Work task: Please retype only the lines below that run from the one containing "of the light" through the last line, both included, without altering a word.

Records for this task:
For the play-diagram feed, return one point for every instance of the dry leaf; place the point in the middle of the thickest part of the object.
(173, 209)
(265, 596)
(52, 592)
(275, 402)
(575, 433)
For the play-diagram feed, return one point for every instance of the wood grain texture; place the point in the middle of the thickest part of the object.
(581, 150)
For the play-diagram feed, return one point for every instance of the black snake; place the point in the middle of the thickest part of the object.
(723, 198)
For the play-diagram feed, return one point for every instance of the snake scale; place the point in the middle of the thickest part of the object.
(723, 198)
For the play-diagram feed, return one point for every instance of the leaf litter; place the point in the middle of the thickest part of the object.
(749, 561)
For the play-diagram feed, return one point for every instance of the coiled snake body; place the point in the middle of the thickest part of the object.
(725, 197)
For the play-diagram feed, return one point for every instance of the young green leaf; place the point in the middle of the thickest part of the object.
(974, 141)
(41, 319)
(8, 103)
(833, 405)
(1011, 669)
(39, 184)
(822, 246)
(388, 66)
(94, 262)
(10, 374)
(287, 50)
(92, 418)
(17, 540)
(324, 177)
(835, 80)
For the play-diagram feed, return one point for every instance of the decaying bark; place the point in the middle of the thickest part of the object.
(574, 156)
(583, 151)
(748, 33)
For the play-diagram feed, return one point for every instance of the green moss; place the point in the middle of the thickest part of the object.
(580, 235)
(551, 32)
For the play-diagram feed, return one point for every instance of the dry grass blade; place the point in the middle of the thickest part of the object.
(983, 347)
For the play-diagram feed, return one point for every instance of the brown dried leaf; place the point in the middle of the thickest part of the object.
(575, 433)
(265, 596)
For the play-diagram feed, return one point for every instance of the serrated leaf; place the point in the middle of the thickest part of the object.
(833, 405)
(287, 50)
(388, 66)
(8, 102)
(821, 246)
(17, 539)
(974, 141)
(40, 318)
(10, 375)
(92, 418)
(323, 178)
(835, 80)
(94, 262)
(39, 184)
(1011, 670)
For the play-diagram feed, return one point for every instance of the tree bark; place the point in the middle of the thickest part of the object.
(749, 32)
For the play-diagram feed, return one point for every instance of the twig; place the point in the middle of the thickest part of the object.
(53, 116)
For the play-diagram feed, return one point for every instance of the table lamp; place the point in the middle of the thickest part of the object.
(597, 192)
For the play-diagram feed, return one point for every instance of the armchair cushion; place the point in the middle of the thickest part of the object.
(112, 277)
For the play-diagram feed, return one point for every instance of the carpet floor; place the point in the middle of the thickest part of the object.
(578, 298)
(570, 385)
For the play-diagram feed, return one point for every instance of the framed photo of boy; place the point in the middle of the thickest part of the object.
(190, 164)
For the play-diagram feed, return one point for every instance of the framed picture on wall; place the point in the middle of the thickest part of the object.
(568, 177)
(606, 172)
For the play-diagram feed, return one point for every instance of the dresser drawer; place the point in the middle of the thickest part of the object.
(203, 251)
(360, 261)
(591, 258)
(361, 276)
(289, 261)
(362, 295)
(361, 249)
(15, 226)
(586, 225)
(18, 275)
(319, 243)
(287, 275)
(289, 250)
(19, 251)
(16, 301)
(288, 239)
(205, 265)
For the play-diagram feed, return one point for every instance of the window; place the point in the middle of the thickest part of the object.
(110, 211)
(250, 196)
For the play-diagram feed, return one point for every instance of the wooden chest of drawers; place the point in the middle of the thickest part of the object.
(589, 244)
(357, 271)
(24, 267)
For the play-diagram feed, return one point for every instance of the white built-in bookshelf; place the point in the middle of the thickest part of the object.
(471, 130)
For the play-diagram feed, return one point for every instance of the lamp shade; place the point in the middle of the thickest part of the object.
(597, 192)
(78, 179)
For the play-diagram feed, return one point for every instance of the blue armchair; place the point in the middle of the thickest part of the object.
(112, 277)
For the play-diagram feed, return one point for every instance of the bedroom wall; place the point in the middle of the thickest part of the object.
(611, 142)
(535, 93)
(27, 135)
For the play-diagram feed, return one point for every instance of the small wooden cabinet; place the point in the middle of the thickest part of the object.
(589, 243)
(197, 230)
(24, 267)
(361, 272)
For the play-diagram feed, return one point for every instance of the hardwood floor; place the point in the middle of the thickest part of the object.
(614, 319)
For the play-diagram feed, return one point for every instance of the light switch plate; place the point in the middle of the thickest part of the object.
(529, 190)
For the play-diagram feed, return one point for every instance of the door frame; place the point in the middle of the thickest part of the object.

Solution:
For the play-diagram feed, return one point for every instance of the light switch plate; place the point in the middle of the thickest part of the object.
(529, 190)
For the play-diagram feed, return one point for every instance of the door frame; place the point in the middle of the thickest part of the object.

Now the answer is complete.